* [Provided passage]
[Start of Attachment]
NEW YORK (CBSNewYork) -- One of the three workers rescued after being trapped in a building collapse on Thursday at a construction site in Upper Manhattan has died, only weeks before retirement.
In Spanish, the son of 69-year-old Juan Ruiz of the Bronx told CBS 2's Derricke Dennis about his construction worker father's concerns.
"He was aware, working as a demolition man, it was very dangerous, and he mentioned that a couple of times," nephew Frank Ruiz said.
Dozens of rescue crews were called to the scene after part of an old warehouse at Broadway and West 131st Street in Morningside Heights crumbled just before 8 a.m. Thursday, according to the FDNY.
WCBS 880's Paul Murnane on the story
The two-story building, built back in 1915, was under demolition. It was being torn down as part of the Columbia University expansion project.
Columbia issued a statement, saying "Our hearts go out to the family, friends and co-workers of the construction worker who was killed, and our thoughts remain with the two other workers who were injured."
"Our preliminary investigation indicates that they cut a structural member, which is a beam, and it led to a partial collapse of a floor," added Buildings Commissioner Robert LiMandri.
Firefighters found two of the victims partially buried close together and another completely buried about 50 feet away. Rescuers had to tunnel through the rubble to reach the trapped workers.
"The most difficult removal was in northwest corner," said FDNY Deputy Chief James Nicholas. "We had a lot of debris."
1010 WINS Juliet Papa reports
The warehouse had been undergoing demolition work since mid-February, and already had a history of unsafe working conditions, including several safety violations and a two-day stop work order.
Juan Ruiz's family said he was just trying to hang in there, looking forward to retiring in two weeks.
"As a matter of fact, we were planning to leave like in about a month," Frank Ruiz said. "Back to the Dominican Republic, and look what happened today."
[End of Attachment]
* [Your assignment] Reproduce the building collapse report from "NEW YORK (CBSNewYork)" up to and including "nephew Frank Ruiz said.".

* [Excerpted records]
[Start of Attachment]
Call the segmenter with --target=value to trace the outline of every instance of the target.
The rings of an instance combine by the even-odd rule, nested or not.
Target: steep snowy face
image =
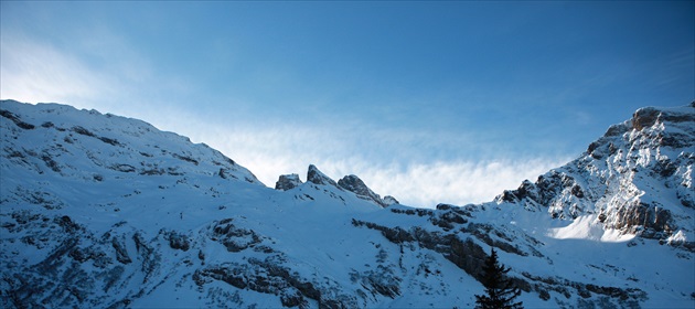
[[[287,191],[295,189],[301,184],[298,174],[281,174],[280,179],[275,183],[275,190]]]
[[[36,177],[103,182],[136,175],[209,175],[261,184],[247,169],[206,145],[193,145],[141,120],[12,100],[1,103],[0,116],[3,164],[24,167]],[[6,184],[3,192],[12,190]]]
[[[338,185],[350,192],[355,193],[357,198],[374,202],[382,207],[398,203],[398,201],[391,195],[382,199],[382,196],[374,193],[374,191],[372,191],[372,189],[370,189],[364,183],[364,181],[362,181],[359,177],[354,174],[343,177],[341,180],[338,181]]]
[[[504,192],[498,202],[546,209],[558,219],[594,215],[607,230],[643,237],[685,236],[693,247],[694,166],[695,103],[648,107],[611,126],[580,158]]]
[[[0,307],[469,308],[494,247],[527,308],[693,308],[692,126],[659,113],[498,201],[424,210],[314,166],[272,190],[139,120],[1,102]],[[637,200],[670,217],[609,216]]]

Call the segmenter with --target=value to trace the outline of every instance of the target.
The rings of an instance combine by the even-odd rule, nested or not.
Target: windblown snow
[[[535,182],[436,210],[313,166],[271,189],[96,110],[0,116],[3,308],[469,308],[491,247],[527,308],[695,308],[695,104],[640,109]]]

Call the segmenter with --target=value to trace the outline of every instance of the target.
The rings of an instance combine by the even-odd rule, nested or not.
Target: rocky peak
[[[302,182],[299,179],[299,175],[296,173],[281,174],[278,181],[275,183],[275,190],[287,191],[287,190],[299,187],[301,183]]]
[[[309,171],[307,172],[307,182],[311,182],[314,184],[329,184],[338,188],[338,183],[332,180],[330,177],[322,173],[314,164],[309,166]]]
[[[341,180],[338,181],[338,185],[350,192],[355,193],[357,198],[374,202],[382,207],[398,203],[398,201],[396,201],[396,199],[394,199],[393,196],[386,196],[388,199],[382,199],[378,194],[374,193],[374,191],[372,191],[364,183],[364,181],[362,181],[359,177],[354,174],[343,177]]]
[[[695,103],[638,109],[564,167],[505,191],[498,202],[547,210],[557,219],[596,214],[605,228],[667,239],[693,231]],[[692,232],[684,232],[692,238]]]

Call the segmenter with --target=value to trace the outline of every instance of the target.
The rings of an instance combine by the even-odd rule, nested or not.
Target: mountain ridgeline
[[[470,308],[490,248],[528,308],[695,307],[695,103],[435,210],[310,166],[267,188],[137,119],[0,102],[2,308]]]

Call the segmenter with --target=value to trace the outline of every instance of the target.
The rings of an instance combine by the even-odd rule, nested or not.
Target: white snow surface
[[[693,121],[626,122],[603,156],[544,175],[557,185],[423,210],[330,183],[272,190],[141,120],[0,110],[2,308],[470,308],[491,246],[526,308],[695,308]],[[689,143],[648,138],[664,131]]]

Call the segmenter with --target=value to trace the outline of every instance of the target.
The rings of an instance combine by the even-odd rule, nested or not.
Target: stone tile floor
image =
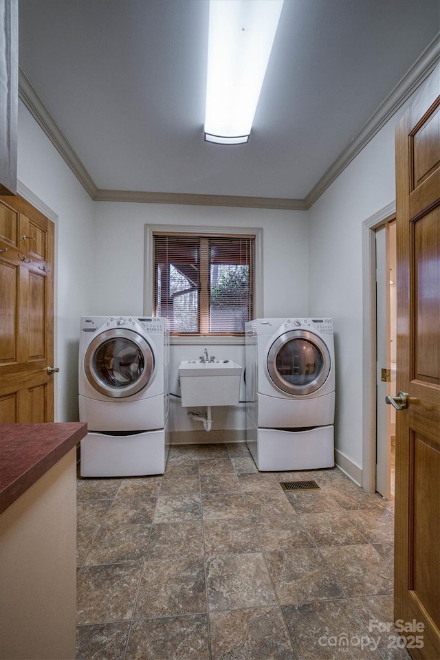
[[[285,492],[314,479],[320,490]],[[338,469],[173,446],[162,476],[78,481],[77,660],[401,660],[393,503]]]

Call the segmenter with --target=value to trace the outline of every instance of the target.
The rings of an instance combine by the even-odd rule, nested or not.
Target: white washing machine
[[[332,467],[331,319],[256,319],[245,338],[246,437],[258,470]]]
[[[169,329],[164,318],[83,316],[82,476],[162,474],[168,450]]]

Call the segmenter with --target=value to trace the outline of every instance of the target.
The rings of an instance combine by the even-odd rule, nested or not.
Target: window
[End of Attachment]
[Start of Attachment]
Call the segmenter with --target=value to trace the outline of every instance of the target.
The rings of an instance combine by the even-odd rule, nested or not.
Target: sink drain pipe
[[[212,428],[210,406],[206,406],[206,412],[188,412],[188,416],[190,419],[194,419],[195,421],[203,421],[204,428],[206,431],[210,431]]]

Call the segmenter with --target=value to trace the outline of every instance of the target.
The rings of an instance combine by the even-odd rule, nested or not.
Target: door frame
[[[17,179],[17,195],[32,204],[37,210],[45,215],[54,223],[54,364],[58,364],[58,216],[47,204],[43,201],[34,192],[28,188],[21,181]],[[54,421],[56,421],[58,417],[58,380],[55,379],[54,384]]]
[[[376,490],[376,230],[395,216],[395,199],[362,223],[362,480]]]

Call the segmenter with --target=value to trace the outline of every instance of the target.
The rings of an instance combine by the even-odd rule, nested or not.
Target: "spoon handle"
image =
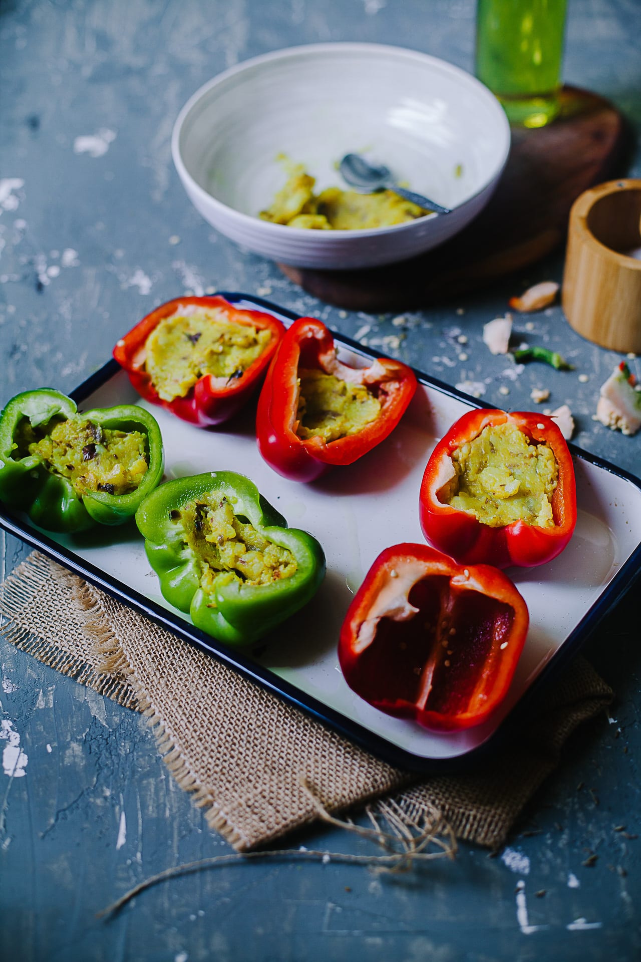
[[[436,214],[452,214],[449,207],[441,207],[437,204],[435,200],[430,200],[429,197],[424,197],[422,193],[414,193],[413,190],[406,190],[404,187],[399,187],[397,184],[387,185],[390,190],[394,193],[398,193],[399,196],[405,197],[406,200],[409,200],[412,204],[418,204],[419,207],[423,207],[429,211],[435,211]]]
[End of Attachment]
* [Output]
NEW YORK (CBSNewYork) -- One of the three workers rescued after being trapped in a building collapse on Thursday at a construction site in Upper Manhattan has died, only weeks before retirement.
In Spanish, the son of 69-year-old Juan Ruiz of the Bronx told CBS 2's Derricke Dennis about his construction worker father's concerns.
"He was aware, working as a demolition man, it was very dangerous, and he mentioned that a couple of times," nephew Frank Ruiz said.